EXERCICE PROPOSÉ 1:
Répondez à ces questions sur l'entretien avec le marathonien :
(a) Quel temps a-t-il réalisé au marathon de Valence ?
(b) Quelle blessure le concours de kilométrage lui avait-il valu ?
(c) Quel sport pratiquait-il avant de choisir le football ?
EXERCICE PROPOSÉ 2: Poursuivez l'entretien avec le marathonien à partir de sa dernière phrase.

TEXTE SOURCE:
==========

Adolescent, il rêvait de devenir footballeur professionnel, mais c’est en participant à des cross scolaires qu’il s’est découvert une passion pour la course à pied. Depuis, le sous-officier de la Garde républicaine de Dugny n’aspire qu’à une chose : repousser ses limites pour atteindre le top 10 mondial sur marathon. En décembre dernier, il est devenu le deuxième meilleur performeur français de l’histoire sur la distance en claquant un superbe 2h05’43’’ sur le marathon de Valence. À 20 secondes seulement du record de France.

Vous attendiez-vous à un tel chrono à Valence ?

Honnêtement, oui. Ça faisait trois ans que je me préparais sur ces allures, que je tentais de partir sur ces bases-là. Ça n’était pas encore passé, mais je me sentais mieux cette année que les saisons précédentes. Je n’ai donc pas été surpris. Après, c’est sûr qu’entre le rêver et le faire, il y a une grosse différence. C’est pour cette raison que ça a été une joie immense d’y parvenir enfin.

Qu’avez-vous changé dans votre préparation ?

J’ai arrêté de me disperser et j’ai concentré toute mon année sportive sur la préparation de ce marathon. Tout a été orienté pour y arriver en forme. J’ai également arrêté les bêtises, comme ce concours de kilométrage (il était monté à 300 km par semaine, NDLR) avec des amis l’an dernier, qui m’avait valu une tendinite du tendon d’Achille quelques semaines avant Valence. J’ai décidé d’être un peu plus sérieux. A part ça, je n’ai pas changé grand-chose à mon entraînement. Je suis resté sur les mêmes schémas, la même trame et les mêmes allures. J’ai juste été un peu plus appliqué et j’ai fait un peu plus attention à la récupération et au calendrier des compétitions. J’ai aussi gagné en expérience au fil des marathons. J’en suis à mon septième et je commence à m’habituer à cette distance. J’ai pris en maturité.

Revenons justement sur votre parcours. Adolescent, vous rêviez de devenir footballeur professionnel. Qu’est-ce qui vous a fait troquer le ballon pour la course à pied ?

Comme beaucoup d’athlètes, c’est le sport scolaire qui m’a fait bifurquer et plus particulièrement les cross UNSS. J’ai découvert cet univers au lycée. Je faisais alors partie des footballeurs qui couraient le plus et un coach du sport-étude m’a repéré. J’ai adoré l’ambiance et la discipline, cet aspect du dépassement de soi. J’y ai pris goût tout de suite et je suis passé du sport-étude foot à celui d’athlé l’année suivante, avant d’être repéré à nouveau, un an plus tard, par le pôle espoirs de Fontainebleau.

Le sport faisait-il partie de votre culture familiale ?

Mes parents n’étaient pas forcément sportifs, mais mon grand frère a fait pas mal de sports de combat. J’ai d’ailleurs commencé comme lui par le karaté, avant de choisir le foot à l’âge de 12 ans. C’est finalement une excellente base pour les athlètes en devenir, car le football permet de développer beaucoup de qualités indispensables à la course à pied, comme la VMA, tout en progressant sur le plan musculaire de manière ludique en courant sur une surface souple, la pelouse, ce qui évite les blessures. On s’entraine sans véritablement s’en rendre compte. C’est une forme de fractionné mais en s’amusant.

==========

DONNÉES ENREGISTRÉES:
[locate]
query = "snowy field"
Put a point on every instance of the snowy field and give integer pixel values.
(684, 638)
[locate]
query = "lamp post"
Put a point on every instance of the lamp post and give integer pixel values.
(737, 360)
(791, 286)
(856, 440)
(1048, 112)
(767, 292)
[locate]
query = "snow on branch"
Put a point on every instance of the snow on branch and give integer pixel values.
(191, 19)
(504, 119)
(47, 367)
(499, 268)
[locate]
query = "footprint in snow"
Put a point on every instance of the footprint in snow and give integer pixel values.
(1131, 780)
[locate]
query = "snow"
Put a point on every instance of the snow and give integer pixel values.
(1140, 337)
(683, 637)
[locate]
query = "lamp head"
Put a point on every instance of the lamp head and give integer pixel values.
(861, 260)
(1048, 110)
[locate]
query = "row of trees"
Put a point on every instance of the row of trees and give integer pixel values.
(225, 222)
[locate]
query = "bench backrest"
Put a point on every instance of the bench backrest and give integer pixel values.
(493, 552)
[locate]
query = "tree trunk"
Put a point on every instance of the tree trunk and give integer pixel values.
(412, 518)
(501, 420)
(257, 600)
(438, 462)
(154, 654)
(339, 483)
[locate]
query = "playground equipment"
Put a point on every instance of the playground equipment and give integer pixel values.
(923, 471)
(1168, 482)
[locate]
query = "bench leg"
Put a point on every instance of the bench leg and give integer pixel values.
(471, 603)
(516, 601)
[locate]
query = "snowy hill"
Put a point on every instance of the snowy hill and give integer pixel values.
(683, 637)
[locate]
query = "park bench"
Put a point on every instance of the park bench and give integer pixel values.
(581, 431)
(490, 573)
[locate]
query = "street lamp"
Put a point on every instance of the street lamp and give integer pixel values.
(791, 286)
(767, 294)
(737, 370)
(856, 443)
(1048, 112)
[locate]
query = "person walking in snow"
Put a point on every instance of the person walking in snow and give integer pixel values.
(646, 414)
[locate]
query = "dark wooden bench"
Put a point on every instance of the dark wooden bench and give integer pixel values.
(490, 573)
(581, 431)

==========

CORRIGÉ 1:
(a) 2h05'43''.
(b) Une tendinite du tendon d'Achille.
(c) Le karaté.

CORRIGÉ 2:
Vous avez rapidement intégré l’équipe de France en participant à la coupe du monde de course en montagne en cadets. L’endurance, c’était déjà un choix ?

À Font-Romeu, mon terrain de jeux favori, c’était la montagne. Donc quand j’ai vu qu’il y avait un championnat de France de la spécialité avec une sélection possible au bout, j’ai sauté sur l’occasion… et ça s’est super bien passé ! Après, on s’est effectivement très vite aperçu, avec mon coach, que mes qualités naturelles s’orientaient plus vers le fond que la vitesse. Il ne se passait en effet pas grand-chose quand j’essayais de sprinter, alors que j’étais déjà capable de courir longtemps à la même vitesse. Le choix a donc été assez vite fait.

En 2015, vous aviez terminé 9e du 5000 m lors des championnats d’Europe juniors. Pourtant vous ne vous êtes pas éternisé sur la piste. Pourquoi avez-vous décidé de passer sur route si jeune ?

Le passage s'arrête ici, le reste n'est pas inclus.